» **Exercise task**
Pull out each line in the rows below that contains the word "water".

——————————

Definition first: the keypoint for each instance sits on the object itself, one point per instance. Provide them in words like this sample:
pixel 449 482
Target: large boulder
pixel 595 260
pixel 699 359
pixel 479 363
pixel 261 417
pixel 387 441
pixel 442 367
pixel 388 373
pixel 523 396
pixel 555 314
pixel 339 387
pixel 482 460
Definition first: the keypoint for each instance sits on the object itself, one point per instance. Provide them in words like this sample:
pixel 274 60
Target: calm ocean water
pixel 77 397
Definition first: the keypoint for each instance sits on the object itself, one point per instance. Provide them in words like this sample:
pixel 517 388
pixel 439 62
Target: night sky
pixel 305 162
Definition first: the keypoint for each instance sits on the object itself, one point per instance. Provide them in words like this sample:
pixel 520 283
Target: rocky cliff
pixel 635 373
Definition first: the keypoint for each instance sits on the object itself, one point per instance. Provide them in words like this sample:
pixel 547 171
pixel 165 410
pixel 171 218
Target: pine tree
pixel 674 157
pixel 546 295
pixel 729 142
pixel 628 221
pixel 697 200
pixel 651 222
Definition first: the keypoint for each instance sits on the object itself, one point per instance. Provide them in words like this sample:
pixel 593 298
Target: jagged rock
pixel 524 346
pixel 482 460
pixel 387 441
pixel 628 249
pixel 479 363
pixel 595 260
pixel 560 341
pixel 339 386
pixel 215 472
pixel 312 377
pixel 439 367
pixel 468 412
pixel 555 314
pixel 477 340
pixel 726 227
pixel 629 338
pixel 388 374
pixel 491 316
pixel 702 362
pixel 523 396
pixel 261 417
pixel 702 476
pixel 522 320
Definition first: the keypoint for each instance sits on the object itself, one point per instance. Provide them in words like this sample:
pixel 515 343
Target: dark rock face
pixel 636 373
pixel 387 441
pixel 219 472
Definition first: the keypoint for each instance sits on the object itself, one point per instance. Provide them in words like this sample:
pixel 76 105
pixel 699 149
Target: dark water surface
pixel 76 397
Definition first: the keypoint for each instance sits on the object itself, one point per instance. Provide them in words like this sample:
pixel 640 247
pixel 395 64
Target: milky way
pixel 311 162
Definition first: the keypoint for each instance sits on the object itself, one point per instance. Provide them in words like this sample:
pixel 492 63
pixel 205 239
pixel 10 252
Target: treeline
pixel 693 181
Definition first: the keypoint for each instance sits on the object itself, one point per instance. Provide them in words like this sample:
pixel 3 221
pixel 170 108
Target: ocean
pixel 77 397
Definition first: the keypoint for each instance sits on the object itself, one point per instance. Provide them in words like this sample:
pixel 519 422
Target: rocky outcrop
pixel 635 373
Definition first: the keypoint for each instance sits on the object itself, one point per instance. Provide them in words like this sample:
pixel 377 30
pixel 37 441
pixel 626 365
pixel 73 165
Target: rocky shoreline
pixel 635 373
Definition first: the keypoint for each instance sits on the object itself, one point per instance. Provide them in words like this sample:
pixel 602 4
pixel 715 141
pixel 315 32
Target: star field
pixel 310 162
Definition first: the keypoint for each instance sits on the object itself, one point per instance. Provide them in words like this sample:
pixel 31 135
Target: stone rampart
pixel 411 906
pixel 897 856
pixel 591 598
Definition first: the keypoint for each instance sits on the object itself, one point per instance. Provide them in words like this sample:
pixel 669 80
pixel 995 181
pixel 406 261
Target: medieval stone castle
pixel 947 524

——————————

» **Exercise result**
Target: calm ocean water
Target: dark water surface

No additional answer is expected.